++++ Passage provided
Archive for the ‘opinion’ Category

Closing the books on the Berlin women’s 10,000m

Wednesday, October 21st, 2009

The recent edition of the IAAF newsletter (N.B. that link is to a PDF file) included the following bald announcement under the heading “Women’s 10,000m Final – 15 August 2009 – 12th IAAF World Championships in Athletics”, after the list of athletes sanctioned for doping offenses:

Nine runners starting in the outside stagger did not cover the entire race distance.  Therefore, while their times and placings will remain the same they are not eligible for statistical purposes including Personal Bests or Season’s Bests:

…and then follows a list of the names.

As I wrote at the time, the IAAF had no good options here; the officials should have marked the lane in the first place, and failing that, should have called the race back immediately when the lane violation took place. But the statisticians will not tolerate inaction on this front, and this is a sort of signal from the statisticians that while there may have been no official notice taken at the time, they know when 10,000m have been run and when they haven’t.

The unfortunate part, in my opinion, is that this still creates the appearance that it’s the athletes who screwed up. And while they contributed (they could have remained in their stagger even without the markings), final responsibility still has to go to the officials.
++++++++
++++ Stored rows
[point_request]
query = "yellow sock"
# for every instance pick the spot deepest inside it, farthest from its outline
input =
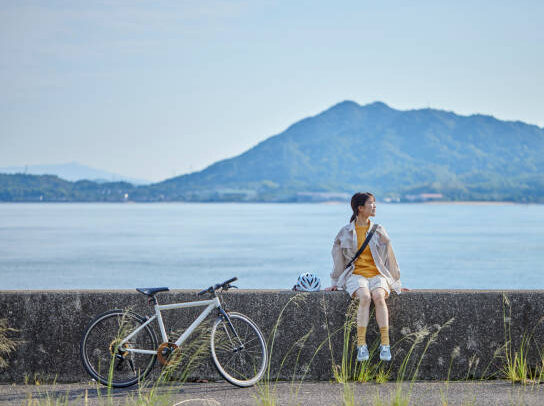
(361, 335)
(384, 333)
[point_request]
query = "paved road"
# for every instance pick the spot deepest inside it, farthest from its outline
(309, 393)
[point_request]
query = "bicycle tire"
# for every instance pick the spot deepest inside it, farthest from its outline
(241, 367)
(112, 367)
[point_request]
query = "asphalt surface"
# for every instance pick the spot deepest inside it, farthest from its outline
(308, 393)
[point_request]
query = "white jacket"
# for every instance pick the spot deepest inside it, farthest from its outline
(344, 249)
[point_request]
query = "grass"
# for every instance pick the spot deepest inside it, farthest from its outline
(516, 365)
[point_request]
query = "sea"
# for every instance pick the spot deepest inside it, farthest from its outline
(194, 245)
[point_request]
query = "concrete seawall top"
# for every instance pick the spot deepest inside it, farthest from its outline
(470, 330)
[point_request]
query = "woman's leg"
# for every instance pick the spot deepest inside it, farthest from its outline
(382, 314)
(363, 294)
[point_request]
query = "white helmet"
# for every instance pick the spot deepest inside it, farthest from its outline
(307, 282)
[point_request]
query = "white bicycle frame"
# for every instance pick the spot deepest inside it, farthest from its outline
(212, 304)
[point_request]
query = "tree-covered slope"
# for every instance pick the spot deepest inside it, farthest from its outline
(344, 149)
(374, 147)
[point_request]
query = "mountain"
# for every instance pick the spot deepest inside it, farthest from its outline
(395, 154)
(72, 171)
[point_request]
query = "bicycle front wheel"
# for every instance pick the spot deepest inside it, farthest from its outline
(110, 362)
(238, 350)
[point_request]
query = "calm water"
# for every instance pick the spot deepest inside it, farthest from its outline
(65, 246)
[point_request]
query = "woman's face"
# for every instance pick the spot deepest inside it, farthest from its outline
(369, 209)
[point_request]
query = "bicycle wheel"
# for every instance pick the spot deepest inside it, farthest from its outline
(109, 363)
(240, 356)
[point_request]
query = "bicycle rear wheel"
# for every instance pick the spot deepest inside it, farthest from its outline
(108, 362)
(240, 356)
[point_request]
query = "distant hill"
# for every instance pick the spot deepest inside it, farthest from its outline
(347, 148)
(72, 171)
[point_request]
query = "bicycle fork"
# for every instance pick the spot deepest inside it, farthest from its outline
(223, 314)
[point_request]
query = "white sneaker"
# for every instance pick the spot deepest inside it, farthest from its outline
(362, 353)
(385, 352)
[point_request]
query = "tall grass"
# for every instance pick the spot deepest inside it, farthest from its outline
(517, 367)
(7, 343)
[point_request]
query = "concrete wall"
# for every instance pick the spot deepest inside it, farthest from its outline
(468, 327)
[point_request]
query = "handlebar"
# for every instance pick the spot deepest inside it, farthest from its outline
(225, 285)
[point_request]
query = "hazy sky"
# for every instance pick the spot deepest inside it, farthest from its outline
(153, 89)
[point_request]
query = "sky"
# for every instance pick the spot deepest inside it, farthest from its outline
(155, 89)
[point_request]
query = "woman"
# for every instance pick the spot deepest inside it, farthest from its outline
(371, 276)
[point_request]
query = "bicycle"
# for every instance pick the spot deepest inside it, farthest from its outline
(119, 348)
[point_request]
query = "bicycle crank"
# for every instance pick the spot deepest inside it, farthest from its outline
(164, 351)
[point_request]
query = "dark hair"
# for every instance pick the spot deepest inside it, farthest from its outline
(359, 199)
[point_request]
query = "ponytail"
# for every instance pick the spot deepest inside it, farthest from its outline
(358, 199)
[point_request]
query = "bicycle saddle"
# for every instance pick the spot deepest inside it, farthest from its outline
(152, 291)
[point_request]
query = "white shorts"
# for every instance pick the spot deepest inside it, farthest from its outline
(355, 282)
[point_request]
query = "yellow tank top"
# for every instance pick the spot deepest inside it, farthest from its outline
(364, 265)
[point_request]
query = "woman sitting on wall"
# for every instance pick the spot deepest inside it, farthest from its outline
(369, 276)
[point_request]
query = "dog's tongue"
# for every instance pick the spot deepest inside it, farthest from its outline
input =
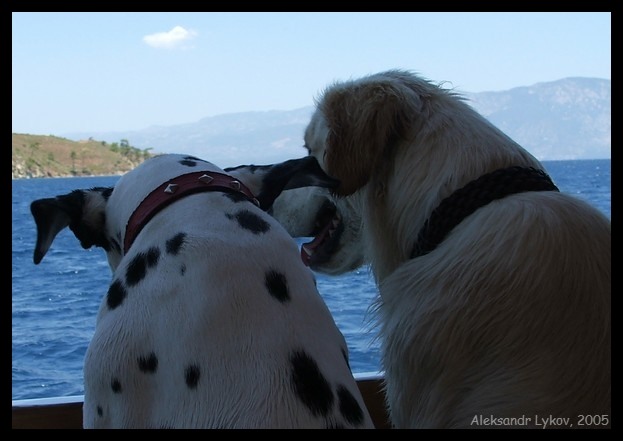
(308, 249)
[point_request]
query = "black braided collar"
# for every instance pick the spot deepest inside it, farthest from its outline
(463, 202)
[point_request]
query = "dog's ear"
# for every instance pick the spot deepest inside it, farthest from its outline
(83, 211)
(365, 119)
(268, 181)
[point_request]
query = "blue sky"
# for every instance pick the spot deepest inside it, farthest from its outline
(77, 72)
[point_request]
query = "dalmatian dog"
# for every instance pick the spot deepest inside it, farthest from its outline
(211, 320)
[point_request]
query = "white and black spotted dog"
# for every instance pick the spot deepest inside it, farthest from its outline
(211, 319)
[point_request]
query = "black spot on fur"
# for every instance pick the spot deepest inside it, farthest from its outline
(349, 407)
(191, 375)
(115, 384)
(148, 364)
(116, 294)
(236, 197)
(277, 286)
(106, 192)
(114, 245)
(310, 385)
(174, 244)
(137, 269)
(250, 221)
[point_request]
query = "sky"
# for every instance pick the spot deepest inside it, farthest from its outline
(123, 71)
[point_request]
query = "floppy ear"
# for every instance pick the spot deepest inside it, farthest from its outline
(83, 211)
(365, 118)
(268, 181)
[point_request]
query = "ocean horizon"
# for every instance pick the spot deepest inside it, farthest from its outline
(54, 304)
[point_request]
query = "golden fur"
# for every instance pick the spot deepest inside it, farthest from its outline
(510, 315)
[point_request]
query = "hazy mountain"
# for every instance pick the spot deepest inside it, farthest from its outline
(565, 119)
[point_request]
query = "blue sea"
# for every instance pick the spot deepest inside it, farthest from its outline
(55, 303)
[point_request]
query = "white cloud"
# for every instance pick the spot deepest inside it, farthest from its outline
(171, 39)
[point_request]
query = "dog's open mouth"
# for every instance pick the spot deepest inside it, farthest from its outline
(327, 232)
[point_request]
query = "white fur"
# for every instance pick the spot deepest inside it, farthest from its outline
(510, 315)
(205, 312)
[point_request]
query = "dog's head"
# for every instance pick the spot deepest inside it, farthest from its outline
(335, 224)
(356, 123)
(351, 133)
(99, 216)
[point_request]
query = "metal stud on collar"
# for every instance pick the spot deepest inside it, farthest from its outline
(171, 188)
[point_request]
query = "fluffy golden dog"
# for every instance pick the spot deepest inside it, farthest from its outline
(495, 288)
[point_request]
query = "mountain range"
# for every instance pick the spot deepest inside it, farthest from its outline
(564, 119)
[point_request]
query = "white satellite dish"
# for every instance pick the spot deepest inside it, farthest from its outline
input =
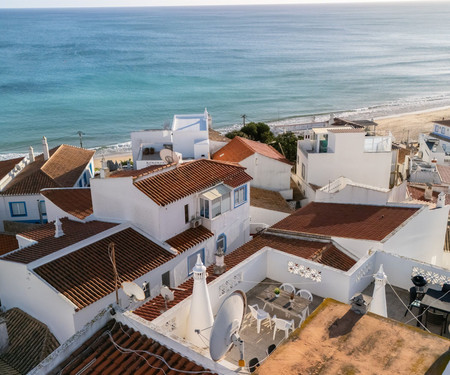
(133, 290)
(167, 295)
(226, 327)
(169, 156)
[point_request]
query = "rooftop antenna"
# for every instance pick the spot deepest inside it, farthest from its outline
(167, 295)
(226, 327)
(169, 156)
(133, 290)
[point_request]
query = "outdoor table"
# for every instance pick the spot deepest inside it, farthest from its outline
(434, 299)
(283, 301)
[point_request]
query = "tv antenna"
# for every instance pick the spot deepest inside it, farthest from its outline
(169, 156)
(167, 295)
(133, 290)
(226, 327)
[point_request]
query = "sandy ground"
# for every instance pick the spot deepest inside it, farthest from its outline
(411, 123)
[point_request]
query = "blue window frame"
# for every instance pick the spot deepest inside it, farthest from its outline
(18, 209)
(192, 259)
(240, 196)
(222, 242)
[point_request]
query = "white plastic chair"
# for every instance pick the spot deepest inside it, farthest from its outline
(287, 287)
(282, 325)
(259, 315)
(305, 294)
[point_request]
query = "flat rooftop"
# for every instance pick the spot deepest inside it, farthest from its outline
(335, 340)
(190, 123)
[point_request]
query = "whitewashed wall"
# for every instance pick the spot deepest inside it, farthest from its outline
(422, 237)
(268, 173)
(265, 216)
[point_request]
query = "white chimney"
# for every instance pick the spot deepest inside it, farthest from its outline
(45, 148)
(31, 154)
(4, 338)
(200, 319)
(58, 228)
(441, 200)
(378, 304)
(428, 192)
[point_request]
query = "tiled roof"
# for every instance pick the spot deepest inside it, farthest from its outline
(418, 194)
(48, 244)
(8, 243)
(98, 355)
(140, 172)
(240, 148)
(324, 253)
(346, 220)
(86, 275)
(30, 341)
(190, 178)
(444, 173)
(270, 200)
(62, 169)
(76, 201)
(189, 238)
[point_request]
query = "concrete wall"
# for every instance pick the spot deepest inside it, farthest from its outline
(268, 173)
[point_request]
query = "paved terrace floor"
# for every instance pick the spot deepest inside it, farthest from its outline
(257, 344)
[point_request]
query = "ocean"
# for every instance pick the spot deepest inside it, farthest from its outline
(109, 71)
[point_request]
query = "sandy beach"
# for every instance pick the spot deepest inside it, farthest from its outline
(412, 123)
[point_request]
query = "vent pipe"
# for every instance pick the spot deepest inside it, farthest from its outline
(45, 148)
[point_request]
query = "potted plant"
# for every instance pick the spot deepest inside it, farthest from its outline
++++++++
++++ Stored rows
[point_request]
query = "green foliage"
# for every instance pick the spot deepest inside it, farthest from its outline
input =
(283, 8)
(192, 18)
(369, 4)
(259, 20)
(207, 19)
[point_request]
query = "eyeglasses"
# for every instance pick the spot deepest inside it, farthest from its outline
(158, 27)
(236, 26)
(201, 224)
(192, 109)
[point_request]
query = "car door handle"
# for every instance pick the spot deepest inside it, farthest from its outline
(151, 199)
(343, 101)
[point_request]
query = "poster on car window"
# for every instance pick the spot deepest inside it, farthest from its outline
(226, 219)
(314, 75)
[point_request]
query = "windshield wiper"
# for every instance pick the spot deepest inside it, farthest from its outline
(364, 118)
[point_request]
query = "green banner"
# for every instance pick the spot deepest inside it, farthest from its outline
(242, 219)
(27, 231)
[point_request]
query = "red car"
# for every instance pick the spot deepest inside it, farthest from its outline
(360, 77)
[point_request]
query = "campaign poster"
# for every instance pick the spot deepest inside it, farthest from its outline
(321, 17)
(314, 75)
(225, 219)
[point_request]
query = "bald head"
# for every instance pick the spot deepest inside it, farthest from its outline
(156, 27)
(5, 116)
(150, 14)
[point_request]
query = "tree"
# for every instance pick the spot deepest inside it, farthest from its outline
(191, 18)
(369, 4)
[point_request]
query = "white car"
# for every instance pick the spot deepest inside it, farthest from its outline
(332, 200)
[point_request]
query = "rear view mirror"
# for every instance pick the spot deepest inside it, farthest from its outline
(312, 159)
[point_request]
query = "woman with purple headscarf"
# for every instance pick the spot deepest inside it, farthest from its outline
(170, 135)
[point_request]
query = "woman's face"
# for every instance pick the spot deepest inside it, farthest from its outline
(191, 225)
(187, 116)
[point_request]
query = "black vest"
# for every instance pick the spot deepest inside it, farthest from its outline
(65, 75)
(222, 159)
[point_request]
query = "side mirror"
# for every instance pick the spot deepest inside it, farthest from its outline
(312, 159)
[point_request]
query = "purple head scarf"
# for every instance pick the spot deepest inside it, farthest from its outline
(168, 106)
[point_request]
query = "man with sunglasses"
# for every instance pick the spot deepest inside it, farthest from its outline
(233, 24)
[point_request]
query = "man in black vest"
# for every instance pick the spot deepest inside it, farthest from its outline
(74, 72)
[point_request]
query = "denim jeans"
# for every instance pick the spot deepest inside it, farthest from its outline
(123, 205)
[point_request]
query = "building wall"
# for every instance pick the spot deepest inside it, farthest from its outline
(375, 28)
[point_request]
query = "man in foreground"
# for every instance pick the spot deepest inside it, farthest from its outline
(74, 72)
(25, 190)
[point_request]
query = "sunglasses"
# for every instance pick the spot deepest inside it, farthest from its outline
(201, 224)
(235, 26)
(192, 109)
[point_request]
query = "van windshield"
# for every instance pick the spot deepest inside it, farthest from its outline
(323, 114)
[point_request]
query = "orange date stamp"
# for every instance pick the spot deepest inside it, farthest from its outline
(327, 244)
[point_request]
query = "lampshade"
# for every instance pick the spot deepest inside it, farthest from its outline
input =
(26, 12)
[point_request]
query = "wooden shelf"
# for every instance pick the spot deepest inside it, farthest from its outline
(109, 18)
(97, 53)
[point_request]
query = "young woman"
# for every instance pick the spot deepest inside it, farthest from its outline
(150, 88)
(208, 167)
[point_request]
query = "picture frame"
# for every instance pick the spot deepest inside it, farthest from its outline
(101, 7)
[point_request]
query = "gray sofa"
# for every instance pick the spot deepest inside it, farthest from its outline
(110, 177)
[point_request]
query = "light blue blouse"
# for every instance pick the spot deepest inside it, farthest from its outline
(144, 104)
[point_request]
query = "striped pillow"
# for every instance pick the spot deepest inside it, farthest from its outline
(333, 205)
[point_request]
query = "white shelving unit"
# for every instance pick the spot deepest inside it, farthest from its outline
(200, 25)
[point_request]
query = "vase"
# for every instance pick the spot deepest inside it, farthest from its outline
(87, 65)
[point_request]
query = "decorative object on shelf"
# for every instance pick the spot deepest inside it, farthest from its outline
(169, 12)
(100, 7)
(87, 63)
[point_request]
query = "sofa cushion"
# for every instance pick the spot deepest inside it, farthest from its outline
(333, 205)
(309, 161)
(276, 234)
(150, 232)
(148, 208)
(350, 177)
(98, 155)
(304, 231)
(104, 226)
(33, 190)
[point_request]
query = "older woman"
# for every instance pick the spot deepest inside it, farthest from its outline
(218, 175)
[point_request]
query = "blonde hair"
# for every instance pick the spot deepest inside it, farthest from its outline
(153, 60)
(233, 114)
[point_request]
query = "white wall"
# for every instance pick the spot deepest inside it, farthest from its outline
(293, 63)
++++++++
The problem » Condense the paragraph beginning "As I wrote at the time" in the post about the Berlin women's 10,000m into a shorter version that keeps its main facts. The rows have nothing to do with the post about the Berlin women's 10,000m.

Answer to this problem » The IAAF had no good options. Officials should have marked the lane or, failing that, recalled the race as soon as the lane violation occurred. Statisticians will not accept inaction, and the announcement signals that although no official notice was taken at the time, they know whether the full 10,000m was run.